* _Exercise details_:
Your copy of the listing should match it exactly, only without pictures.

***

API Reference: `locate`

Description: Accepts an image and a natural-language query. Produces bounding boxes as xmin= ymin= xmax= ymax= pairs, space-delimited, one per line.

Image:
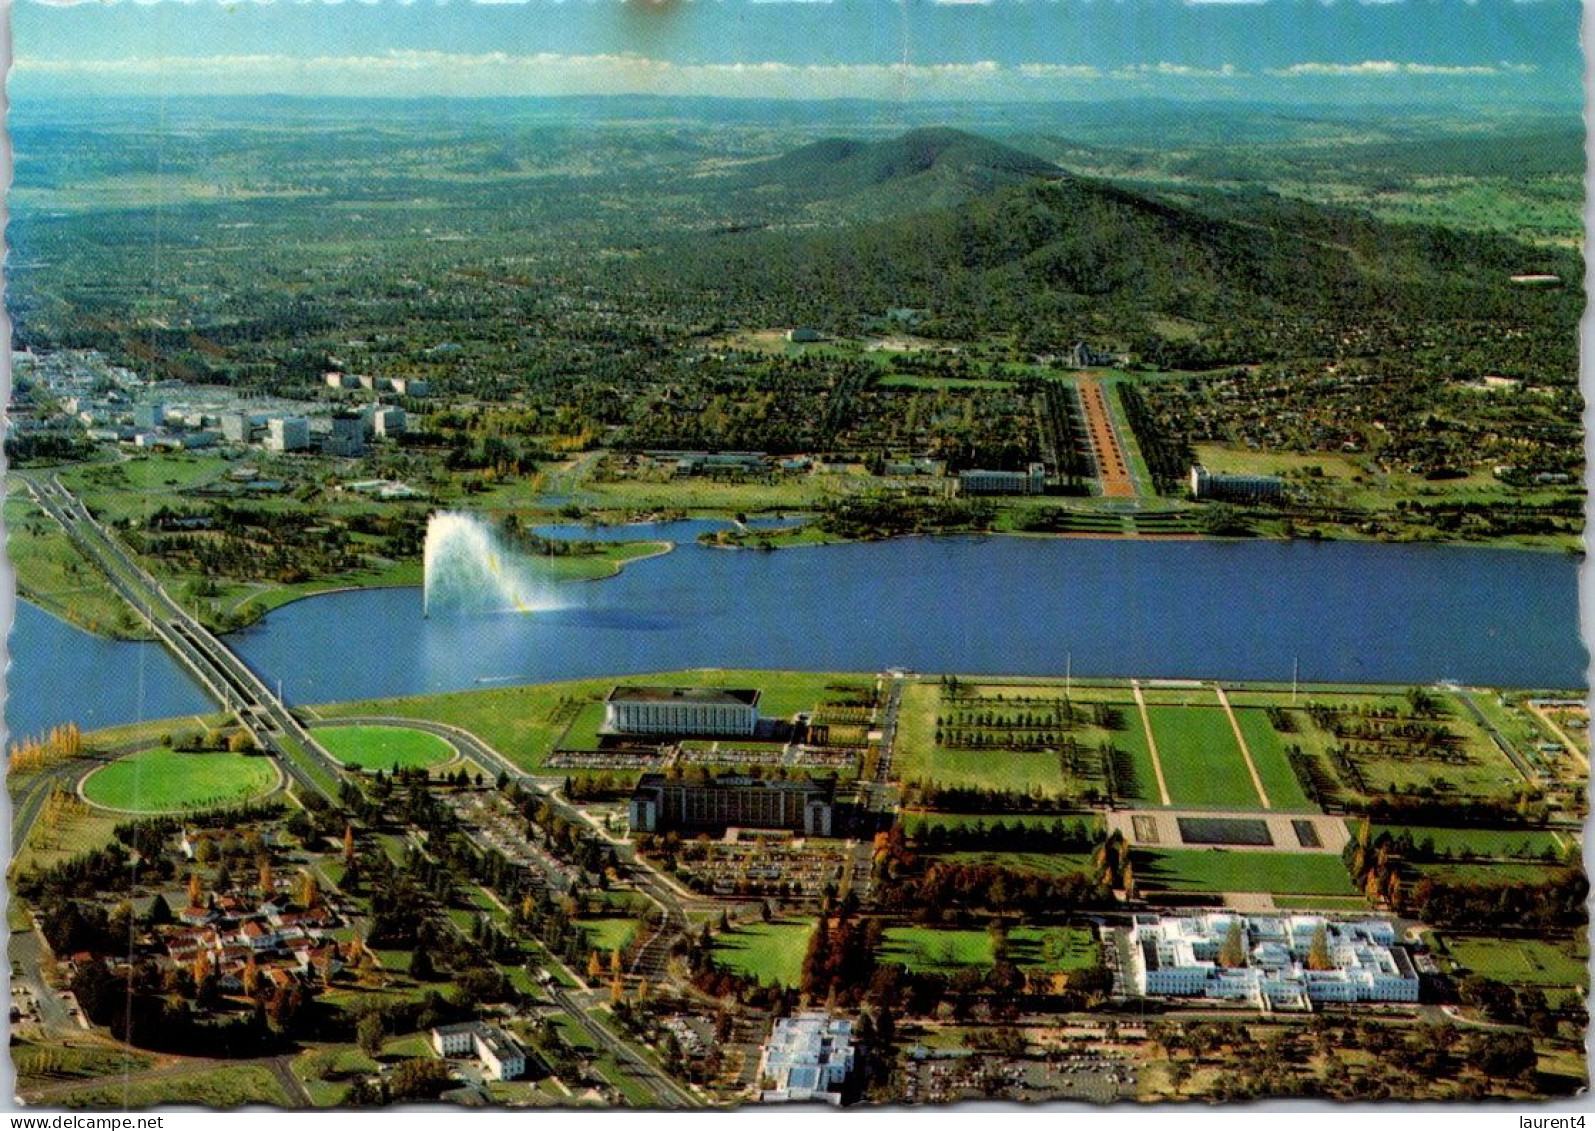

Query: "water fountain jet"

xmin=422 ymin=512 xmax=562 ymax=617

***

* _The completed task_:
API Reference: `locate`

Description: Accepts an image and a natural-language query. Produces bounding boxes as xmin= ymin= xmax= ymax= pairs, space-delimited, one per line.

Image:

Query: "water fountain jet"

xmin=422 ymin=512 xmax=562 ymax=617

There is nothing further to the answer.